* **Text extract**:
========================
WASHINGTON – Sen. Chuck Grassley (R-Iowa)
joined Sens. Tim Scott (R-S.C.) and Senate Committee on Health, Education,
Labor and Pensions Ranking Member Richard Burr (R-N.C.) to
introduce the Child Care and Development
Block Grant (CCDBG) Reauthorization
Act of 2022. Their proposal, which serves as an alternative approach to the
overbearing child care proposals Democrats pushed in their reckless “Build Back
Better” tax and spending bill, works to improve affordability of child care
programs and protects the ability of parents to choose the provider that best
fits their family’s needs.
“The CCDBG has worked as a bipartisan
solution for decades, providing families with flexible child care options –
including in rural areas. Instead of completely rewriting the playbook and
adding new top-down entitlement programs, our legislation will expand
eligibility for CCDBG while keeping costs low for hardworking families,” Grassley said.
========================
* **Supplied data**:
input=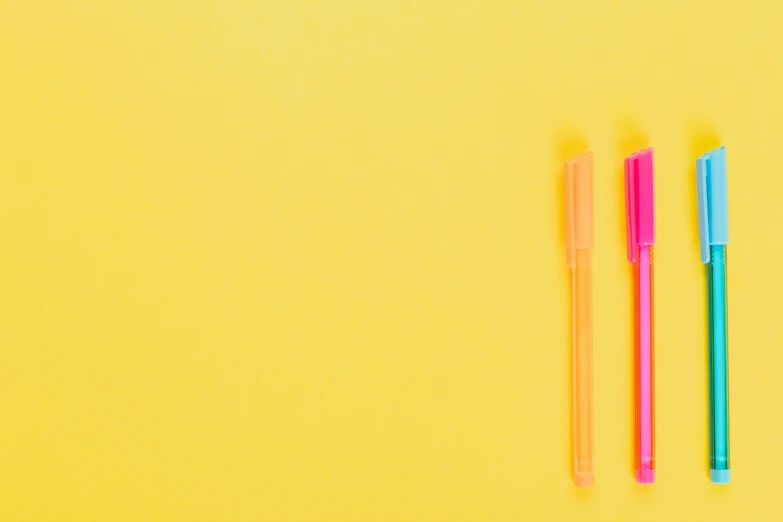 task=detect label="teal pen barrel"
========================
* **Written request**: Copy the child care bill announcement from "WASHINGTON – Sen." up to and including "their family’s needs.", but put "caregiver" in place of "provider".

* **Result of this task**:
WASHINGTON – Sen. Chuck Grassley (R-Iowa)
joined Sens. Tim Scott (R-S.C.) and Senate Committee on Health, Education,
Labor and Pensions Ranking Member Richard Burr (R-N.C.) to
introduce the Child Care and Development
Block Grant (CCDBG) Reauthorization
Act of 2022. Their proposal, which serves as an alternative approach to the
overbearing child care proposals Democrats pushed in their reckless “Build Back
Better” tax and spending bill, works to improve affordability of child care
programs and protects the ability of parents to choose the caregiver that best
fits their family’s needs.